Pomian is a Polish coat of arms. It was used by several szlachta families in the times of the Polish–Lithuanian Commonwealth.

History
On the shield is the black head of a bison on a yellow field, with a sword driven into the head so that both the top and the bottom of the sword are visible. Above the helmet on the crown is an arm in armor with a bare hand holding a sword.

The origin of this coat-of-arms can be traced back to 1279, when Hebda, brother of Jaranda, performed public deeds of merit to atone for the sins of his murdered brother. One of his brave acts was the killing of a bison that had been plaguing the village of Lubania. During the reign of Walter II, King of Poland, the bison head was placed on the shield and the arm with a sword was placed above the crown and was named Pomian. This is a communal coat-of-arms and is shared by other Great Polish Families.

# Directions
Please answer from the Pomian passage: which village was plagued by the bison that Hebda killed? The items after this passage aren't needed.

# Entries shown
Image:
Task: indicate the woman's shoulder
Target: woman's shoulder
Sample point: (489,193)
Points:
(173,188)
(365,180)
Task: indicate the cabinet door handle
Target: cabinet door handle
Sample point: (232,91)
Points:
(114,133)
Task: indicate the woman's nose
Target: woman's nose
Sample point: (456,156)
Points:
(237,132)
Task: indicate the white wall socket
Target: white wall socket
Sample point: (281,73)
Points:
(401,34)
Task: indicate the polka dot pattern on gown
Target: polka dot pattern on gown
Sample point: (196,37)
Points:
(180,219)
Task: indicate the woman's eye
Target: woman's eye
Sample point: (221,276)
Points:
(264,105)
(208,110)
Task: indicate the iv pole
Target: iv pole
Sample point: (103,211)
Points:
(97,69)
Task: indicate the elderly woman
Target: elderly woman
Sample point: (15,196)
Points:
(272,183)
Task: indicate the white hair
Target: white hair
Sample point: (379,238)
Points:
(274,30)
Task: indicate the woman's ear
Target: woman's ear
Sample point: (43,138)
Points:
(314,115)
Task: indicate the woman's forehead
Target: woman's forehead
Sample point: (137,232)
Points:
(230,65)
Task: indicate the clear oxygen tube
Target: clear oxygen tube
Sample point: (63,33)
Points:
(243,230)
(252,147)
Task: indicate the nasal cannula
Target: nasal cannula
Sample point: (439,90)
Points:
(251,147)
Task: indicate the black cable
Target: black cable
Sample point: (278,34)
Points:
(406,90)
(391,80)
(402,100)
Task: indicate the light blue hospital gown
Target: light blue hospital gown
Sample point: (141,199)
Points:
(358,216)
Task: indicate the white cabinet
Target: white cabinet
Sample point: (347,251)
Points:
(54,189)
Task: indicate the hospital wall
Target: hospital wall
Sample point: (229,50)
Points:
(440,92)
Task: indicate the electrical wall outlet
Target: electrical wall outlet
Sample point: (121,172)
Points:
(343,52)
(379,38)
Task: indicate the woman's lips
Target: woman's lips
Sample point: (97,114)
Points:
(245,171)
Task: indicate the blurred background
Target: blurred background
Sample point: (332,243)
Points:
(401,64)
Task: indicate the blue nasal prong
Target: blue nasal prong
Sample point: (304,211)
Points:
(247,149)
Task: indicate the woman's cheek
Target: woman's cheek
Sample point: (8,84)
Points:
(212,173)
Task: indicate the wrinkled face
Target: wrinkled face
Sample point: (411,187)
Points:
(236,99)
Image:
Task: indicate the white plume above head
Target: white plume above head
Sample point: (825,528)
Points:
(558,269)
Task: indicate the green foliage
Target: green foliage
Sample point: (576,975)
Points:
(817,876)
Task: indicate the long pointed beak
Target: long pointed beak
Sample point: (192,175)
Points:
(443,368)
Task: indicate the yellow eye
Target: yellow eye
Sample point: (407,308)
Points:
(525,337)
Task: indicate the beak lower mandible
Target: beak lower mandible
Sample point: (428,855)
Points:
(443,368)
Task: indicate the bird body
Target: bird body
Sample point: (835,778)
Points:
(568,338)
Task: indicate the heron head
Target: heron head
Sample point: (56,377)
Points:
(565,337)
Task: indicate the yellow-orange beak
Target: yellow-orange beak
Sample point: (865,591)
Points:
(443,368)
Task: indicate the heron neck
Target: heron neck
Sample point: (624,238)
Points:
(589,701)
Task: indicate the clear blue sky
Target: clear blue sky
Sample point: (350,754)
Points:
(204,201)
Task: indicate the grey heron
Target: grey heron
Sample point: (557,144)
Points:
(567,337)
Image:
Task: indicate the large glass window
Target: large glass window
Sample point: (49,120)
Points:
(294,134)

# Problem solution
Lubania.